+++ Recorded information

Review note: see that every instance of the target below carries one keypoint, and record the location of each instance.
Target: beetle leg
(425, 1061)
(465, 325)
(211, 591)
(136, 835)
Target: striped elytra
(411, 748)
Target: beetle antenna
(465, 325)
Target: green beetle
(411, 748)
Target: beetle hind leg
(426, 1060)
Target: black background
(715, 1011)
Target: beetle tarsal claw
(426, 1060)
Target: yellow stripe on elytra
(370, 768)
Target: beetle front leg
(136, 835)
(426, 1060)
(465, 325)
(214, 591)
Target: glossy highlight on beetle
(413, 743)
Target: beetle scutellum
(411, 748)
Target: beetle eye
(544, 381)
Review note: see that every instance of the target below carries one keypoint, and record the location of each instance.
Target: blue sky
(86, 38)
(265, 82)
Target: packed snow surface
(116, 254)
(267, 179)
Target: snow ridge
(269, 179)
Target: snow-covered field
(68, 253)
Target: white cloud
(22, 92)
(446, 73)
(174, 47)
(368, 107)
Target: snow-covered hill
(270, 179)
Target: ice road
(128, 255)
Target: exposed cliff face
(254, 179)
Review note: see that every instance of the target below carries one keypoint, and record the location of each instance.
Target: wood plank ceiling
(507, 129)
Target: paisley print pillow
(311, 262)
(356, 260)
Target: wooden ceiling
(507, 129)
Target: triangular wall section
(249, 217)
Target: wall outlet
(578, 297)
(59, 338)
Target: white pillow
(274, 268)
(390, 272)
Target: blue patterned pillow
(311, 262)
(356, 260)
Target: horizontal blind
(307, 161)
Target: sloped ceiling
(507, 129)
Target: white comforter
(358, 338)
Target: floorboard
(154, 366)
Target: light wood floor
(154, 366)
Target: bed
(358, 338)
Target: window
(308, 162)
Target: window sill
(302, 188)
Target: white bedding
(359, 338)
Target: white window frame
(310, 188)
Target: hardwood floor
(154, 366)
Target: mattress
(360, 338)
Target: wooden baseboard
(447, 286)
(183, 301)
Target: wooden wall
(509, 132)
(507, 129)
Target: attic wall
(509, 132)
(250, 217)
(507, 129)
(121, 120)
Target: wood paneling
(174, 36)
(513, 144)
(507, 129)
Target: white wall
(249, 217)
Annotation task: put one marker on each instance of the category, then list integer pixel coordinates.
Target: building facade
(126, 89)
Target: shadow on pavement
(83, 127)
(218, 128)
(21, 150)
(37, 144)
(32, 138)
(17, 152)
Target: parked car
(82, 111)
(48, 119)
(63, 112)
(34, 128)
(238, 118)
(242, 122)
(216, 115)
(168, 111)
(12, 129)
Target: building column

++++++

Repeat each entry exactly.

* Result of this exercise:
Review note: see that every instance of the target below carries one keypoint, and record the location of each instance.
Target: beetle leg
(425, 1061)
(465, 325)
(211, 591)
(136, 835)
Target: striped elytra
(411, 748)
Target: beetle antenna
(465, 325)
Target: green beetle
(411, 748)
Target: beetle hind leg
(426, 1060)
Target: black background
(715, 1011)
Target: beetle tarsal claw
(426, 1060)
Target: yellow stripe on elytra
(370, 768)
Target: beetle front leg
(136, 835)
(426, 1060)
(465, 325)
(214, 591)
Target: glossy highlight on beetle
(413, 743)
Target: beetle scutellum
(411, 748)
Target: beetle eye
(544, 381)
Review note: see that every instance of the target below carries one keypoint, and record the location of each instance.
Target: blue sky
(86, 38)
(265, 82)
Target: packed snow surface
(116, 254)
(267, 179)
Target: snow ridge
(269, 179)
Target: snow-covered field
(68, 253)
Target: white cloud
(22, 92)
(446, 73)
(174, 47)
(368, 107)
Target: snow-covered hill
(270, 179)
Target: ice road
(128, 255)
Target: exposed cliff face
(254, 179)
Review note: see that every instance of the target below carries one keypoint, and record the location of each instance.
Target: wood plank ceiling
(507, 129)
Target: paisley print pillow
(311, 262)
(356, 260)
Target: wooden ceiling
(507, 129)
Target: triangular wall section
(249, 217)
Target: wall outlet
(578, 297)
(59, 338)
Target: white pillow
(274, 268)
(390, 272)
Target: blue patterned pillow
(311, 262)
(356, 260)
Target: horizontal blind
(307, 161)
Target: sloped ceiling
(507, 129)
Target: white comforter
(358, 338)
Target: floorboard
(154, 366)
Target: light wood floor
(154, 366)
Target: bed
(358, 338)
Target: window
(308, 162)
Target: window sill
(302, 188)
Target: white bedding
(359, 338)
Target: white window frame
(310, 188)
Target: hardwood floor
(154, 366)
Target: mattress
(360, 338)
Target: wooden baseboard
(447, 286)
(183, 301)
Target: wooden wall
(509, 132)
(507, 129)
Target: attic wall
(509, 132)
(250, 217)
(507, 129)
(121, 120)
Target: wood paneling
(174, 36)
(513, 144)
(507, 129)
Target: white wall
(249, 217)
Annotation task: put one marker on each instance of the category, then list integer pixel coordinates.
Target: building facade
(126, 89)
Target: shadow on pavement
(83, 127)
(218, 128)
(21, 150)
(37, 144)
(32, 138)
(17, 152)
Target: parked car
(82, 111)
(48, 119)
(63, 112)
(34, 128)
(238, 118)
(242, 122)
(216, 115)
(168, 111)
(12, 129)
Target: building column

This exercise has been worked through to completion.